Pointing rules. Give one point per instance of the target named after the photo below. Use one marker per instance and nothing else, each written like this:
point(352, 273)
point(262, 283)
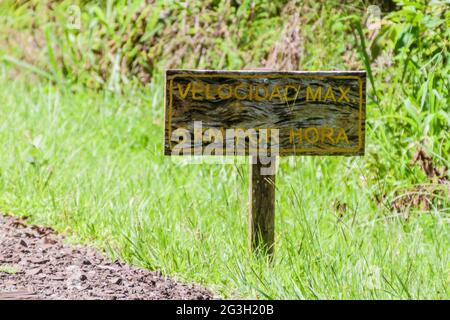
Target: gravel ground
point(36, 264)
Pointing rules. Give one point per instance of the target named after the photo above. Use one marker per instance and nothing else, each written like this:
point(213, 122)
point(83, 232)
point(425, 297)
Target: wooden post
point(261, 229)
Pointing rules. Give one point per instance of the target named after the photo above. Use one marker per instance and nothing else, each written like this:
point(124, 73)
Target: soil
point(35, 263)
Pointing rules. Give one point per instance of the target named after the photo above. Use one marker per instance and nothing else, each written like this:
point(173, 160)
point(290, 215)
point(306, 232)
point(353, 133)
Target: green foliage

● ● ● ●

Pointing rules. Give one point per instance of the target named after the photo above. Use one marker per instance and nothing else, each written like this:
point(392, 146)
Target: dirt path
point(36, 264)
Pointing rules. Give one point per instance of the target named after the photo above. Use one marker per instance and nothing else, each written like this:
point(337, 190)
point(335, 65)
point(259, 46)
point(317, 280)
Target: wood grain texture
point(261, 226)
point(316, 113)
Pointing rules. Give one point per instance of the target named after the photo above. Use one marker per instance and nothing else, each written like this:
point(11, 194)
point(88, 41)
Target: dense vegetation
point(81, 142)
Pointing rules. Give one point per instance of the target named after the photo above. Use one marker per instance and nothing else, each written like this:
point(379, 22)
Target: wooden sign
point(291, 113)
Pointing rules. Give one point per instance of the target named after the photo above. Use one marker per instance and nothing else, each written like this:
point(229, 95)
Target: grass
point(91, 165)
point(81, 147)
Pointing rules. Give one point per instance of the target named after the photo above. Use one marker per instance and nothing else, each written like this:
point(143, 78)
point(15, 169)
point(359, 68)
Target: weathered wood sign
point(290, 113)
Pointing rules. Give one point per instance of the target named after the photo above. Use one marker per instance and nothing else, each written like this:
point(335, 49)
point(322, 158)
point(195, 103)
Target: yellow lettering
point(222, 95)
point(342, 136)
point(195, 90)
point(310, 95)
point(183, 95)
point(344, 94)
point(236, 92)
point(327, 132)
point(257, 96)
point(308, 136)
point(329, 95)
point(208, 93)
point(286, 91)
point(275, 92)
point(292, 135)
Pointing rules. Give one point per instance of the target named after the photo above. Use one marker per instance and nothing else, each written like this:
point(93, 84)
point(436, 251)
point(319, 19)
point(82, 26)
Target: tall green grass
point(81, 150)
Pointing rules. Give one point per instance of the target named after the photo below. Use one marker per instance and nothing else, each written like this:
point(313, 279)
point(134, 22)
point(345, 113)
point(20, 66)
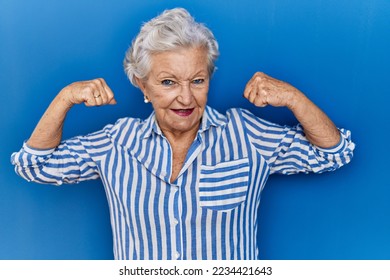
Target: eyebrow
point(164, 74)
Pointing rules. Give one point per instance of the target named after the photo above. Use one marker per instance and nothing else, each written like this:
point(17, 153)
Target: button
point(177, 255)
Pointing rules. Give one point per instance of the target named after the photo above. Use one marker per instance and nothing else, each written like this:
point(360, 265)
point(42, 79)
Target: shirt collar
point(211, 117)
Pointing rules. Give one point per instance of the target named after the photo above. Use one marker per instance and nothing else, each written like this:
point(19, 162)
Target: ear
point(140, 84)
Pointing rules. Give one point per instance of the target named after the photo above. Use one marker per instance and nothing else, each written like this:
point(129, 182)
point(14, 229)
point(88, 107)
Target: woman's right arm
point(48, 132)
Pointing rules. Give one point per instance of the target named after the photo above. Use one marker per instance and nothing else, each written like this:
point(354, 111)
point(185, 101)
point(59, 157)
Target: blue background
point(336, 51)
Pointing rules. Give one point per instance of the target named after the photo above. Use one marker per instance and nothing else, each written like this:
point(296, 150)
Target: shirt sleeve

● ● ● ●

Which lines of the records contain the word "sign"? Pick out each of them and copy it in full.

*EXERCISE RESPONSE*.
Target: wooden sign
Target: weathered wood sign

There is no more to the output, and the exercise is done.